## Set exercise
Extract each line of the items below that contains the string "head".

== == ==

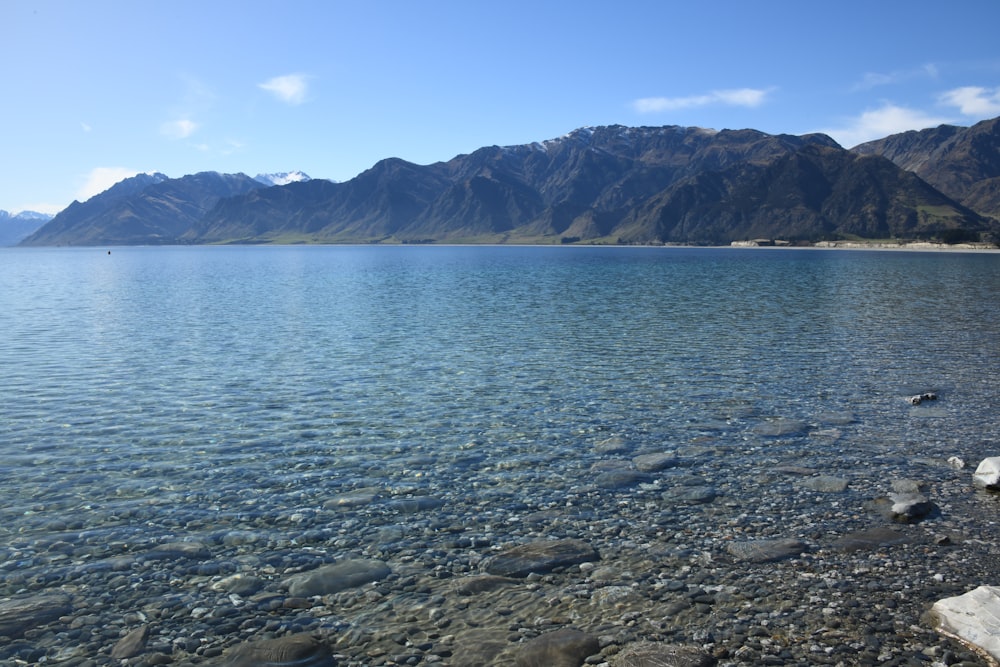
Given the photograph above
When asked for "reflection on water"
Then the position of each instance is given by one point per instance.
(226, 395)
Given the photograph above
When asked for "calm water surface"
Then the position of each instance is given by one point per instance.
(156, 394)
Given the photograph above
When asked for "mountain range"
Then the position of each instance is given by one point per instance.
(611, 184)
(14, 228)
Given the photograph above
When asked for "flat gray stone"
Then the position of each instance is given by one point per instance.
(337, 577)
(300, 650)
(655, 462)
(656, 654)
(825, 484)
(781, 427)
(178, 551)
(767, 551)
(690, 495)
(873, 538)
(131, 644)
(621, 478)
(562, 648)
(22, 614)
(987, 475)
(540, 557)
(909, 507)
(972, 619)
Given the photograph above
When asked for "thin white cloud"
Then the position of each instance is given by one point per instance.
(100, 179)
(179, 129)
(973, 101)
(875, 79)
(49, 209)
(290, 88)
(739, 97)
(879, 123)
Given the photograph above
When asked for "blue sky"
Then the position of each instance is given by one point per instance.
(97, 91)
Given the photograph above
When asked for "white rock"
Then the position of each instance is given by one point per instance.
(973, 619)
(987, 475)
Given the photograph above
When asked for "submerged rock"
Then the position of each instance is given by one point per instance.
(540, 557)
(920, 398)
(654, 654)
(177, 551)
(22, 614)
(872, 538)
(767, 551)
(292, 650)
(987, 475)
(973, 619)
(336, 577)
(909, 507)
(781, 427)
(562, 648)
(655, 462)
(826, 484)
(131, 644)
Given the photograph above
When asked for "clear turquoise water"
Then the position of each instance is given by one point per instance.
(184, 393)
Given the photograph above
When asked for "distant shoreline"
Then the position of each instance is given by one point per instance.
(922, 246)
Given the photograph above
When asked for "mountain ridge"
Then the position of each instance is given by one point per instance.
(602, 184)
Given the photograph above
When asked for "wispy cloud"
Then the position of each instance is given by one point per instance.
(100, 179)
(290, 88)
(738, 97)
(973, 101)
(181, 128)
(881, 122)
(875, 79)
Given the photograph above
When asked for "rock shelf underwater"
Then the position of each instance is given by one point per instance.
(607, 456)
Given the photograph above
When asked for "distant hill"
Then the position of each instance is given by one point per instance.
(15, 228)
(612, 184)
(961, 162)
(282, 178)
(146, 209)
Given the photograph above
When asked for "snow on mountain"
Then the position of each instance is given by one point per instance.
(14, 228)
(282, 178)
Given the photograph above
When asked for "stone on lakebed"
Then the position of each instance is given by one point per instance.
(973, 619)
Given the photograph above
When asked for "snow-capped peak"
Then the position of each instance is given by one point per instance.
(282, 178)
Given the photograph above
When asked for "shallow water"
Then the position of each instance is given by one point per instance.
(226, 395)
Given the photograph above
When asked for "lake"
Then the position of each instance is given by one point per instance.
(174, 420)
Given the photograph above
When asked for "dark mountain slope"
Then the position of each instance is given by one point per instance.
(815, 193)
(604, 184)
(142, 210)
(963, 163)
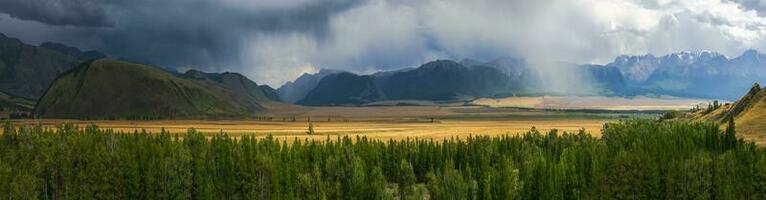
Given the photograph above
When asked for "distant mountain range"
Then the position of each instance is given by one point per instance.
(748, 113)
(702, 74)
(116, 89)
(698, 74)
(445, 80)
(27, 72)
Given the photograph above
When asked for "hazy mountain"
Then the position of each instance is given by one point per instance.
(270, 92)
(108, 88)
(235, 82)
(449, 80)
(343, 89)
(26, 70)
(12, 103)
(748, 112)
(72, 51)
(606, 80)
(703, 74)
(444, 79)
(636, 69)
(295, 90)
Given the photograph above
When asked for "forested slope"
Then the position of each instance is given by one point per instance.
(637, 159)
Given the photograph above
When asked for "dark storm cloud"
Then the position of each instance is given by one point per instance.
(273, 41)
(757, 5)
(199, 33)
(179, 33)
(58, 12)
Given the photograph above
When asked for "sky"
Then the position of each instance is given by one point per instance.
(274, 41)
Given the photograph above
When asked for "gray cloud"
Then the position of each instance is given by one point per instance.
(273, 41)
(58, 12)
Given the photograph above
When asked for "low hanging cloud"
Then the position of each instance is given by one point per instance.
(273, 41)
(58, 12)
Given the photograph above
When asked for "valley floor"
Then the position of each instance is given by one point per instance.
(383, 122)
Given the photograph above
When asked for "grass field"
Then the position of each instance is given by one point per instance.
(385, 122)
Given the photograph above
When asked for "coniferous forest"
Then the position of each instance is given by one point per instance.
(634, 159)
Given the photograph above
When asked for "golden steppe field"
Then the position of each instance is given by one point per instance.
(377, 122)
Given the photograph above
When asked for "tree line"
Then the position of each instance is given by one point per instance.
(633, 159)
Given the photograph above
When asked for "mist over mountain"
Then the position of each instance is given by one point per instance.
(72, 51)
(117, 89)
(294, 91)
(450, 80)
(694, 74)
(703, 74)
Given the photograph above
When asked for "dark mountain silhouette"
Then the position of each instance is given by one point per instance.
(72, 51)
(109, 88)
(296, 90)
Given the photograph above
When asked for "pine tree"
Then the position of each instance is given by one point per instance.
(311, 129)
(730, 138)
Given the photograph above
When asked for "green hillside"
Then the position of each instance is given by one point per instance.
(12, 103)
(26, 70)
(116, 89)
(749, 113)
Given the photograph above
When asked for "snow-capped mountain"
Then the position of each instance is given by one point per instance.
(694, 73)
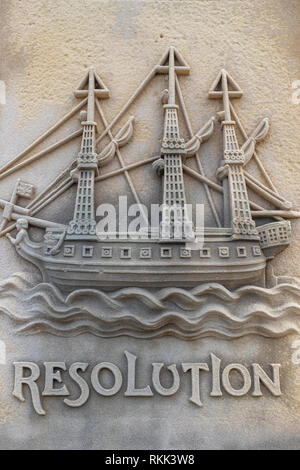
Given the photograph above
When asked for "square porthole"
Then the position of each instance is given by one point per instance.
(87, 251)
(256, 250)
(125, 253)
(145, 253)
(69, 250)
(185, 252)
(205, 253)
(241, 252)
(223, 251)
(106, 252)
(166, 252)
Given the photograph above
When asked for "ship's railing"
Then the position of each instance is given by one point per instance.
(275, 233)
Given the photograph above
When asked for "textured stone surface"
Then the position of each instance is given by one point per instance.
(46, 48)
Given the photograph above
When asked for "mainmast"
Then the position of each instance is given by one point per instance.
(83, 222)
(175, 224)
(237, 213)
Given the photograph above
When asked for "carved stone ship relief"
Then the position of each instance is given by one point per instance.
(158, 281)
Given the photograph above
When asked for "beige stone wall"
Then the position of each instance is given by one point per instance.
(47, 46)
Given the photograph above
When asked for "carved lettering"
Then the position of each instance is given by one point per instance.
(195, 375)
(84, 388)
(30, 380)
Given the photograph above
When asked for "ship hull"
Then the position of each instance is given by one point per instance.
(114, 264)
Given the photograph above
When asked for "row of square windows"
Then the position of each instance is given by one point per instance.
(165, 252)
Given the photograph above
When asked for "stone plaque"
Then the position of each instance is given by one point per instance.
(150, 258)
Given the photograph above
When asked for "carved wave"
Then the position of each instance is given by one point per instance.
(207, 310)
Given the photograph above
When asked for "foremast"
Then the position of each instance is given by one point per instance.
(83, 222)
(237, 212)
(175, 223)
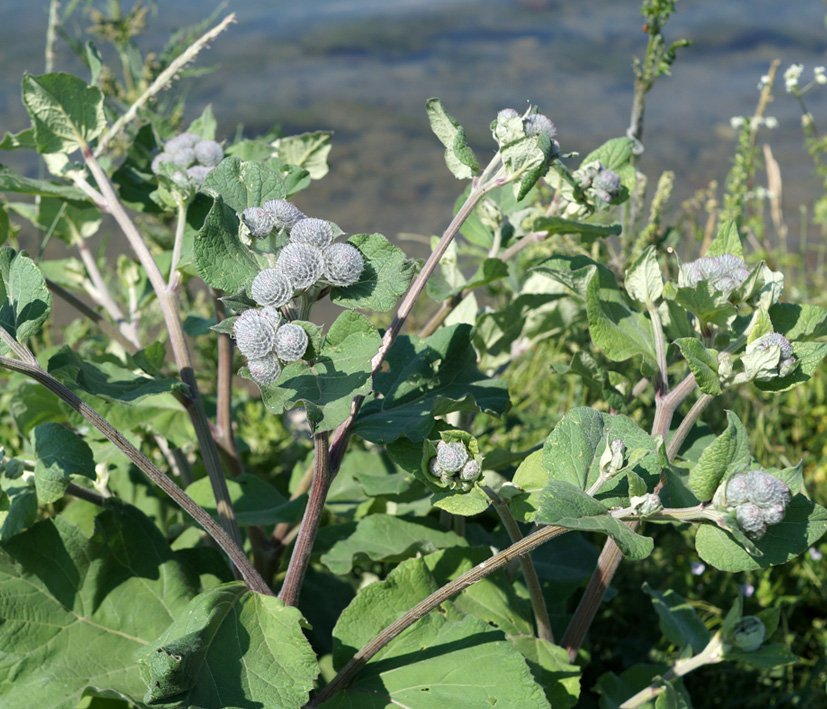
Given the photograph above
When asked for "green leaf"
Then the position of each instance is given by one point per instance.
(798, 322)
(10, 181)
(587, 230)
(106, 377)
(254, 501)
(427, 378)
(804, 524)
(230, 648)
(307, 150)
(572, 451)
(385, 278)
(243, 184)
(727, 241)
(564, 505)
(644, 281)
(220, 257)
(678, 621)
(340, 372)
(549, 663)
(66, 113)
(702, 362)
(616, 329)
(458, 155)
(381, 537)
(809, 355)
(25, 302)
(441, 661)
(75, 609)
(728, 453)
(60, 454)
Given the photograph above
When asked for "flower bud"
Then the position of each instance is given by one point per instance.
(259, 221)
(537, 123)
(343, 264)
(317, 232)
(198, 173)
(470, 471)
(451, 457)
(291, 342)
(265, 370)
(158, 159)
(749, 634)
(737, 490)
(302, 263)
(254, 335)
(271, 287)
(183, 157)
(185, 140)
(208, 153)
(285, 214)
(766, 490)
(751, 520)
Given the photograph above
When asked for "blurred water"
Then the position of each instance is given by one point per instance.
(364, 68)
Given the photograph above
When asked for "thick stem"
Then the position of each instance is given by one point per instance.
(169, 306)
(535, 592)
(303, 548)
(480, 571)
(233, 551)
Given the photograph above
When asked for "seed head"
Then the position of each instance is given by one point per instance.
(259, 221)
(291, 342)
(470, 471)
(737, 490)
(285, 214)
(185, 140)
(208, 153)
(265, 370)
(451, 457)
(317, 232)
(271, 287)
(537, 123)
(343, 264)
(751, 520)
(302, 263)
(254, 335)
(183, 157)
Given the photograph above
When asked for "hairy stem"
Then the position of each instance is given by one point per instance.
(448, 591)
(164, 78)
(535, 592)
(233, 551)
(172, 318)
(291, 588)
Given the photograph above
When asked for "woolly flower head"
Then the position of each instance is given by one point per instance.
(284, 213)
(343, 264)
(271, 287)
(302, 263)
(291, 342)
(317, 232)
(451, 457)
(254, 334)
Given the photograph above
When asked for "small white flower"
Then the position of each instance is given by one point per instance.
(791, 76)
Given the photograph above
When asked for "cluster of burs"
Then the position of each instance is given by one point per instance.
(759, 499)
(189, 152)
(309, 259)
(453, 465)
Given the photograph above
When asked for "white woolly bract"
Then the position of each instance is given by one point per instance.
(302, 263)
(291, 342)
(343, 264)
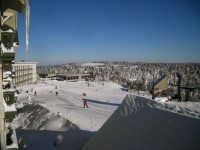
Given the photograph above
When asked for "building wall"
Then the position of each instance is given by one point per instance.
(25, 73)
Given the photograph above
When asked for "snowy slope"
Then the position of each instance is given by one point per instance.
(143, 124)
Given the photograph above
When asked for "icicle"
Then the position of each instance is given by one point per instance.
(27, 21)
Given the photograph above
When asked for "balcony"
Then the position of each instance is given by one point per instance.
(10, 112)
(9, 96)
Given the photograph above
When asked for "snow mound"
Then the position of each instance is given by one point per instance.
(143, 124)
(38, 128)
(34, 116)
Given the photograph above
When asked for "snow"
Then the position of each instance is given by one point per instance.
(6, 50)
(92, 64)
(9, 108)
(49, 115)
(142, 124)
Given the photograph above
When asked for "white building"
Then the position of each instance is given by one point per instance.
(25, 73)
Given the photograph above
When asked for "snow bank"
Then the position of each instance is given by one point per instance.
(143, 124)
(38, 128)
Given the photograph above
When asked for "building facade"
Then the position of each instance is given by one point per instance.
(9, 10)
(25, 73)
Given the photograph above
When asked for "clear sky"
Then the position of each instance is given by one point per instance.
(64, 31)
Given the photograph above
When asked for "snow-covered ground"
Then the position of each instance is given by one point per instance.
(48, 115)
(103, 99)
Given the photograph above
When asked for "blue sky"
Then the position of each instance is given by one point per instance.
(66, 31)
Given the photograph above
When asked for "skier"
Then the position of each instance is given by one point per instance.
(85, 103)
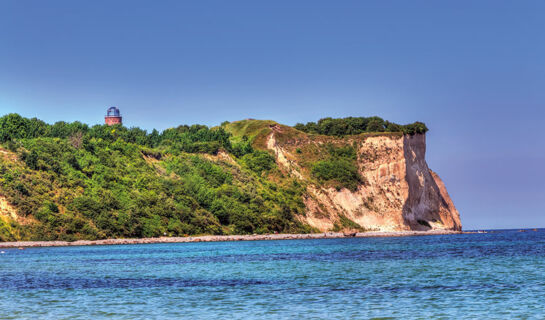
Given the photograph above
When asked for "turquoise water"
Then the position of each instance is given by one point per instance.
(495, 275)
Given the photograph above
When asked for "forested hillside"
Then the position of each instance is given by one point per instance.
(71, 181)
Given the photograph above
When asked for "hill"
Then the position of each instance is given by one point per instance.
(69, 181)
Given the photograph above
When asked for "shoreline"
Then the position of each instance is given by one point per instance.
(218, 238)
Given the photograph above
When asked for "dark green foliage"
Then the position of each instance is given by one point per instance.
(78, 182)
(339, 169)
(259, 161)
(357, 125)
(342, 171)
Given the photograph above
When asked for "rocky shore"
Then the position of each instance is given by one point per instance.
(327, 235)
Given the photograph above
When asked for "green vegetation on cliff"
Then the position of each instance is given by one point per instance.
(356, 125)
(69, 181)
(72, 181)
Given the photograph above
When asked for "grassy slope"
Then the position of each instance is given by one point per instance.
(106, 190)
(116, 189)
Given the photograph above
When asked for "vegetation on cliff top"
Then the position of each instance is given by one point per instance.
(70, 181)
(356, 125)
(73, 181)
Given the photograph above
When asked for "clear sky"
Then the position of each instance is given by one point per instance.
(474, 71)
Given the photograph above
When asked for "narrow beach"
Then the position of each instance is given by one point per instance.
(213, 238)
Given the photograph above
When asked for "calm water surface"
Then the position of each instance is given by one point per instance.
(495, 275)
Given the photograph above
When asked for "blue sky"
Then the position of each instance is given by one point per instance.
(474, 71)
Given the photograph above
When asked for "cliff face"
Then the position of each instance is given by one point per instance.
(398, 192)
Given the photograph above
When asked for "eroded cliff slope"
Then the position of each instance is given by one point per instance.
(397, 190)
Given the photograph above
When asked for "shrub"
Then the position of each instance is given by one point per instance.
(338, 172)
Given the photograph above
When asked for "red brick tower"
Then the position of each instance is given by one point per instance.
(113, 116)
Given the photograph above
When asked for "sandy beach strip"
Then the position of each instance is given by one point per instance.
(212, 238)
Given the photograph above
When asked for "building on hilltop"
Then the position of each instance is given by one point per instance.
(113, 116)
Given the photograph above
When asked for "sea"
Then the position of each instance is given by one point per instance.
(499, 274)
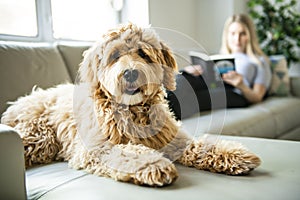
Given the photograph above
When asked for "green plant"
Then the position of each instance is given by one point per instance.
(278, 27)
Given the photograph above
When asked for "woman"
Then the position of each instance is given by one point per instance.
(248, 84)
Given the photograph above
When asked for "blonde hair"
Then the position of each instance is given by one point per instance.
(253, 49)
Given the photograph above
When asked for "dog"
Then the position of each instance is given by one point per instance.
(115, 121)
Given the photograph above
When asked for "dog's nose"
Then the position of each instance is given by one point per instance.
(131, 75)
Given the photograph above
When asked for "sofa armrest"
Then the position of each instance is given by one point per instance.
(295, 86)
(12, 168)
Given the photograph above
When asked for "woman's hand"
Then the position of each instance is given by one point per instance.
(253, 95)
(195, 70)
(234, 79)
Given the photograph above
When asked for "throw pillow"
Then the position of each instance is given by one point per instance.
(280, 83)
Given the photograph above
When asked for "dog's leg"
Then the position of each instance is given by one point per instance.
(128, 163)
(39, 140)
(219, 156)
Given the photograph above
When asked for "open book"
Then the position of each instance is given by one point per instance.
(213, 67)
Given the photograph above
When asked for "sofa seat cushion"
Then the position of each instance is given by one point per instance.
(24, 65)
(269, 119)
(277, 178)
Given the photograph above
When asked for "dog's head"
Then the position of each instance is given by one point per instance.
(129, 65)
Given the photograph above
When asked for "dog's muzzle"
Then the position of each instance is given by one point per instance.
(131, 75)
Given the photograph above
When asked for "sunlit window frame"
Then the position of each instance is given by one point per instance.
(44, 25)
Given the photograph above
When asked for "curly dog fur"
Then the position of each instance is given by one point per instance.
(116, 122)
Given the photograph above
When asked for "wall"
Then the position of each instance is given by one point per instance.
(201, 20)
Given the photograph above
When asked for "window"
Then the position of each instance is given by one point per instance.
(18, 18)
(50, 20)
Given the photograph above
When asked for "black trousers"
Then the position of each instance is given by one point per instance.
(192, 96)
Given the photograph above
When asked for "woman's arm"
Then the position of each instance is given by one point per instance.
(253, 95)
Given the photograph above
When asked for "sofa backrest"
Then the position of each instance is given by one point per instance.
(72, 55)
(24, 65)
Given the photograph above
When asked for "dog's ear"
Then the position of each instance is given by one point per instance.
(89, 66)
(170, 67)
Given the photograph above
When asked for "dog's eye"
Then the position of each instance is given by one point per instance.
(143, 55)
(114, 56)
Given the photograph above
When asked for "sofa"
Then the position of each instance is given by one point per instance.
(25, 65)
(269, 128)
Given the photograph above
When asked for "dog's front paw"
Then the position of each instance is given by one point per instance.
(226, 157)
(162, 172)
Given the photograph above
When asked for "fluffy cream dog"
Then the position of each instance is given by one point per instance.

== == ==

## The completed task
When asked for "seed head"
When asked for "woolly flower head"
When asked for "dog's head"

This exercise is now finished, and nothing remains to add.